→ Excerpts of bounding box data:
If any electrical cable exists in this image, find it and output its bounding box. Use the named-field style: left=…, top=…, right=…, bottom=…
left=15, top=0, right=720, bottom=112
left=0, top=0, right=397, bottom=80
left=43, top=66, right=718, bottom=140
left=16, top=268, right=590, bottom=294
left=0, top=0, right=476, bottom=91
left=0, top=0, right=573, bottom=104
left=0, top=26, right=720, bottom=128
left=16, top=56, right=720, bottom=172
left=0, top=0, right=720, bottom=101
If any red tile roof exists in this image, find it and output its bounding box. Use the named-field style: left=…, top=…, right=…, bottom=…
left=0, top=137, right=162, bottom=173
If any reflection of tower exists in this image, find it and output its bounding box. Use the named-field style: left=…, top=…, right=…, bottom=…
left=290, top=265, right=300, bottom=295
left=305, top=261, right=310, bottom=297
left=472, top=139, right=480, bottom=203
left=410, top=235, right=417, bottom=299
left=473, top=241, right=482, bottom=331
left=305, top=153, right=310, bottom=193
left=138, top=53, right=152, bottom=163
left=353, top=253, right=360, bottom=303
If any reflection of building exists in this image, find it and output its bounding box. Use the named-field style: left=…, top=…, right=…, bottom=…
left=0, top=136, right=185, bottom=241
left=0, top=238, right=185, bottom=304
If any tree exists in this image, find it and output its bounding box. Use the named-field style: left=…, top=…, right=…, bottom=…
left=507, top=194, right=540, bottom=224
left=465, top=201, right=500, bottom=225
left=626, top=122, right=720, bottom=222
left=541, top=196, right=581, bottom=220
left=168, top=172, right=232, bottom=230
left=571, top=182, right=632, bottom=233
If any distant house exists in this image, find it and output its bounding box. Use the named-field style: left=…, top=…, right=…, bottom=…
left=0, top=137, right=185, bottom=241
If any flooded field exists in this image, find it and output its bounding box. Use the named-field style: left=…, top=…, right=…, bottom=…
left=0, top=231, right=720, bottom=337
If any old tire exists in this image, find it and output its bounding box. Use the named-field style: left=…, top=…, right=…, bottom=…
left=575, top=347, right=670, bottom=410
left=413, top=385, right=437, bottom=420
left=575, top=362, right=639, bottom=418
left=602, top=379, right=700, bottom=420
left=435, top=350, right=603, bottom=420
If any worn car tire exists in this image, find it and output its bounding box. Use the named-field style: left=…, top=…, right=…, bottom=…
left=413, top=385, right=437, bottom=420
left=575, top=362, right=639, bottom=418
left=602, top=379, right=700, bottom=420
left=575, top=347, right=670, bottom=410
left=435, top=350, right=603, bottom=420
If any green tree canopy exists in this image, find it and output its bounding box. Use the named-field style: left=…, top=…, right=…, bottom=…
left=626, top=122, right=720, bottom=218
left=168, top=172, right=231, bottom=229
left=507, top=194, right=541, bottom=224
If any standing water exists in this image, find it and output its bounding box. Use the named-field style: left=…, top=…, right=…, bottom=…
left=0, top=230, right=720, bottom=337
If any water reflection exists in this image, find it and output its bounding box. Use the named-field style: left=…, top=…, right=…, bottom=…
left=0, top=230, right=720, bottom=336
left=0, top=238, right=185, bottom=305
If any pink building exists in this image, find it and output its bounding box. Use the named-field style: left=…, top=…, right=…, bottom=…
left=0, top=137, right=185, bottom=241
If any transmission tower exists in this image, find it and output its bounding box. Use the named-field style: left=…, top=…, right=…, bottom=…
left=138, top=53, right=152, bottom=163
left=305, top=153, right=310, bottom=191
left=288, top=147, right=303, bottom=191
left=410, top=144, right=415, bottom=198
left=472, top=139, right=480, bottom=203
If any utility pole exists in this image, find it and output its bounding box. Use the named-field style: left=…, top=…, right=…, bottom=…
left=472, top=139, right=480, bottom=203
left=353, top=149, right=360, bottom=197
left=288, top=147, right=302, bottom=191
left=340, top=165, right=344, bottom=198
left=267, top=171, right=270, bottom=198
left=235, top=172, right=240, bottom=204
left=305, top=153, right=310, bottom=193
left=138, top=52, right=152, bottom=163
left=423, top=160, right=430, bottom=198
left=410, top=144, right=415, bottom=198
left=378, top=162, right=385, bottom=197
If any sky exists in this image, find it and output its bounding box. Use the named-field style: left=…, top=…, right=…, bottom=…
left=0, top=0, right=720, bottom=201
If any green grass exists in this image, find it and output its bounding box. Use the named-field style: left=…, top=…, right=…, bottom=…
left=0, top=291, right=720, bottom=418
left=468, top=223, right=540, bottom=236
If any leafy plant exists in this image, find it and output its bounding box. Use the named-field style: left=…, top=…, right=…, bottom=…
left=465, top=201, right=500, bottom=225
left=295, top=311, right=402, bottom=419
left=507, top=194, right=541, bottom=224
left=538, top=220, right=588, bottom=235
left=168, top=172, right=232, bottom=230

→ GIVEN INSTRUCTION: Resize the records that start at the line containing "If any standing" and end after the line containing "left=378, top=162, right=385, bottom=197", rewriting every one of those lines and keeping all other wording unchanged. Multiply each bounding box coordinate value by 1.95 and round to the nearest whole number, with halves rounded up.

→ FINAL ANSWER:
If any standing water exists in this image, find it and output its bounding box. Use the named-field style: left=…, top=…, right=…, bottom=…
left=0, top=449, right=1404, bottom=657
If any water reflection exists in this image, find it and output its bounding box. Use the named-field style: left=…, top=…, right=…, bottom=…
left=0, top=449, right=1404, bottom=655
left=0, top=464, right=361, bottom=595
If any pink building exists in this image, find it and output its bounding box. Use the named-field style: left=…, top=…, right=…, bottom=…
left=0, top=267, right=361, bottom=470
If any transmission tower exists in this image, find it and output its bounding box. Use the named-field style: left=…, top=…, right=…, bottom=…
left=269, top=103, right=296, bottom=318
left=595, top=298, right=605, bottom=372
left=562, top=287, right=591, bottom=372
left=800, top=281, right=809, bottom=386
left=920, top=271, right=936, bottom=396
If any utility pole exists in this image, find it and output its bounding box. Use the named-field style: left=…, top=…, right=…, bottom=…
left=920, top=271, right=936, bottom=396
left=688, top=291, right=702, bottom=384
left=562, top=287, right=589, bottom=372
left=663, top=322, right=671, bottom=386
left=521, top=333, right=527, bottom=386
left=458, top=335, right=468, bottom=398
left=595, top=298, right=605, bottom=376
left=269, top=101, right=296, bottom=318
left=825, top=312, right=839, bottom=386
left=800, top=281, right=809, bottom=386
left=737, top=316, right=751, bottom=384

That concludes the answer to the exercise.